_Exercise prompt_
Give back the line that contains "Using the specimen image, mark the stone" and every following line, exactly as they appear, through the end of the data.

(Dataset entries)
=== Section Start ===

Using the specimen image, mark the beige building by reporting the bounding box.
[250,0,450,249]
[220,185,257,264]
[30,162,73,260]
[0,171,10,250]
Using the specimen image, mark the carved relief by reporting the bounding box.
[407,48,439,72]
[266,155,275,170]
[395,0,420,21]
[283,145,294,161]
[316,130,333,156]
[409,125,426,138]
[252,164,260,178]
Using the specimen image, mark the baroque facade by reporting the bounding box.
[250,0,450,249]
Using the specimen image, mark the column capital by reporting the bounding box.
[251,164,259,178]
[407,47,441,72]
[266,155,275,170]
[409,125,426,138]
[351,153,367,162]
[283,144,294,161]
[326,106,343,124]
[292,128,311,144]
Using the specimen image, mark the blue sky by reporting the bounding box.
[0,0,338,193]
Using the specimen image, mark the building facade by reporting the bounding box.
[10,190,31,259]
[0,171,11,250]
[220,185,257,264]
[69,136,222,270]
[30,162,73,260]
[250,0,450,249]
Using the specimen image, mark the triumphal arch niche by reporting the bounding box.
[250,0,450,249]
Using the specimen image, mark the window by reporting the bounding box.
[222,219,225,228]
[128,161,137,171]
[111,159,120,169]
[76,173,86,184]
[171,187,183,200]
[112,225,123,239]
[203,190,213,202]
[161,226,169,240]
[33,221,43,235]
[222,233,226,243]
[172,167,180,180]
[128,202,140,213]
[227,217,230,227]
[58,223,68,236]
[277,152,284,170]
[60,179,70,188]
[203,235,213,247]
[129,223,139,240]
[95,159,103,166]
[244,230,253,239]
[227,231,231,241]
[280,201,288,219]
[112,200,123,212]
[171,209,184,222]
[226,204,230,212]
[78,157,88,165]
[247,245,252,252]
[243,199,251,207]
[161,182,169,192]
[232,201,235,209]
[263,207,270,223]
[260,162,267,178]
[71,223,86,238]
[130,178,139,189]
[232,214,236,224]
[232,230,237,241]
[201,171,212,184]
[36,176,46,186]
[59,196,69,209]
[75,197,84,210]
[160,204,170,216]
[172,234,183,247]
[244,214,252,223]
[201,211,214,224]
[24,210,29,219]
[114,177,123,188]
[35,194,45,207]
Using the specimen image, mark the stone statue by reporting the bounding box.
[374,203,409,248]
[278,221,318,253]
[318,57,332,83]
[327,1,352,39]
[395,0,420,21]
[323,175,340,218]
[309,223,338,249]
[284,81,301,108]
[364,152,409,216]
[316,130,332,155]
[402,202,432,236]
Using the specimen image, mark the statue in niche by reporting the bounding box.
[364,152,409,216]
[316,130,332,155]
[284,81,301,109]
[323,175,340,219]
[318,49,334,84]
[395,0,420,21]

=== Section End ===

_Solution_
Using the specimen image, mark the stone statue by reporting the bounding box.
[374,203,409,248]
[278,221,318,253]
[318,57,332,83]
[327,1,352,39]
[395,0,420,21]
[323,175,340,218]
[309,223,338,249]
[284,81,301,108]
[364,152,409,216]
[316,130,332,155]
[402,202,432,236]
Using the specimen image, mark the statue in niche by reporting the bounding box.
[364,152,409,216]
[316,130,332,155]
[284,81,301,109]
[323,175,340,219]
[318,49,334,84]
[395,0,420,21]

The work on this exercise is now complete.